“The grass is always greener on the other side of the fence.”
This American proverb, born in the 1920s, was recently discussed by Wolfgang Mieder in “De Proverbio: An Electronic Journal of International Proverb Studies,” which originates in Tasmania. All you need is a computer and an on-line service to get instantly to the farthest corners of the Earth.
The grass is truly greener – or at least more exotic and transfixing – on the other side of the Internet. You can get pleasantly distracted grazing the lush pastures of botanical lore that grow in cyberspace. Then again, you may come upon an ethereal orchard, whose fruits are so fine and rare as to make gardening columnists giddy – or obsolete. With fingertips dancing on computer keyboards around the globe, everything about everything, including plants, is available to everyone.
The earliest formulation of the grass is greener proverb may come from the 16th century, when a saying of Erasmus – the famous Dutch philosopher and satirist – was translated into English as “The corn in another man’s ground seems ever more fertile and plentiful than doth our own.” Not surprisingly, perhaps, corn is a member of the grass family (Poaceae).
Citing an article from ecologist James Pomerantz, Mieder points out that the grass is greener proverb is literally true, since “optical and perceptual laws alone will make the grass at a distance look greener to the human eye than the blades of grass perpendicular to the ground.”
# # # # #
▶ Parts of the exercise
1) Reproduce everything from "The earliest formulation" down to "grass family (Poaceae)." in the passage on the grass-is-greener proverb, changing "corn" to "wheat".
2) Name every person mentioned in the passage on the grass-is-greener proverb.

▶ Entries shown
# # # # #
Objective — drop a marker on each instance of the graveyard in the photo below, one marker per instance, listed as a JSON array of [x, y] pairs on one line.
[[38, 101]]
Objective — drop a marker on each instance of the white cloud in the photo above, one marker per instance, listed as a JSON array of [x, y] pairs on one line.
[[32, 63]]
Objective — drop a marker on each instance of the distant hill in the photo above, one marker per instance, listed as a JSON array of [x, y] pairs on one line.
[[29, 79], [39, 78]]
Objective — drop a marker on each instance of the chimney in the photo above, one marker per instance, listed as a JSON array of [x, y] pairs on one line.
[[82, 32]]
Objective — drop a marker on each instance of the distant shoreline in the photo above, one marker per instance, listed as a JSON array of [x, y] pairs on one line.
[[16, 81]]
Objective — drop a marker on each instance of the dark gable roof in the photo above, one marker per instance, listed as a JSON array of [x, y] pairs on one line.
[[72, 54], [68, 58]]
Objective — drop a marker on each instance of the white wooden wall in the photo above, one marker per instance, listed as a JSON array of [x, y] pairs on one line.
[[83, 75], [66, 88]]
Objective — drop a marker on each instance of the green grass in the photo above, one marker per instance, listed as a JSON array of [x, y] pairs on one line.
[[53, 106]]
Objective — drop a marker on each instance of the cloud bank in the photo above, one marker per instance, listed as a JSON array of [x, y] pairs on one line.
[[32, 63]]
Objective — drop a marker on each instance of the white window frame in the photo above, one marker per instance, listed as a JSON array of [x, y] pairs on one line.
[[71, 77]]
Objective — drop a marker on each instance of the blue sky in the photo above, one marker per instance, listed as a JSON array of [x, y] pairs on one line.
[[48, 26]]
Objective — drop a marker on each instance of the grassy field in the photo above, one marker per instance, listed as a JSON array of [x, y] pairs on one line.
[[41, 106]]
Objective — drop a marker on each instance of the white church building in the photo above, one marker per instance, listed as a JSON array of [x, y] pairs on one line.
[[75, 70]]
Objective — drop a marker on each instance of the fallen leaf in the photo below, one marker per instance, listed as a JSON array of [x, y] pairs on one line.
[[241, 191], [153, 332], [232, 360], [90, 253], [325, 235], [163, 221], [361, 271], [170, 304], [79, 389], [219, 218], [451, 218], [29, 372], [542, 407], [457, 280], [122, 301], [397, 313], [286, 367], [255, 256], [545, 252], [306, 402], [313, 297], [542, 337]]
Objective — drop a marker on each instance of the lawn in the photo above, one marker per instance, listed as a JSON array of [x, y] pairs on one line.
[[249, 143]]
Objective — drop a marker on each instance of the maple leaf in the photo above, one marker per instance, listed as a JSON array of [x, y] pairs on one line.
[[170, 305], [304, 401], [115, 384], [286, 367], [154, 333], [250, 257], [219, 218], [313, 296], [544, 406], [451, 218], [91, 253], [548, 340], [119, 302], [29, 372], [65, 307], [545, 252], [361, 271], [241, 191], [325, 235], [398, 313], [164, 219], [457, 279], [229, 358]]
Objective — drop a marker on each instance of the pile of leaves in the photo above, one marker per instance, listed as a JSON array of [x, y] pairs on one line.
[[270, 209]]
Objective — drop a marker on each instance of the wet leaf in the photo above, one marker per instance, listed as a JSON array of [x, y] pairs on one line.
# # # # #
▶ Answers to this exercise
1)
The earliest formulation of the grass is greener proverb may come from the 16th century, when a saying of Erasmus – the famous Dutch philosopher and satirist – was translated into English as “The wheat in another man’s ground seems ever more fertile and plentiful than doth our own.” Not surprisingly, perhaps, wheat is a member of the grass family (Poaceae).

2) Wolfgang Mieder, Erasmus, James Pomerantz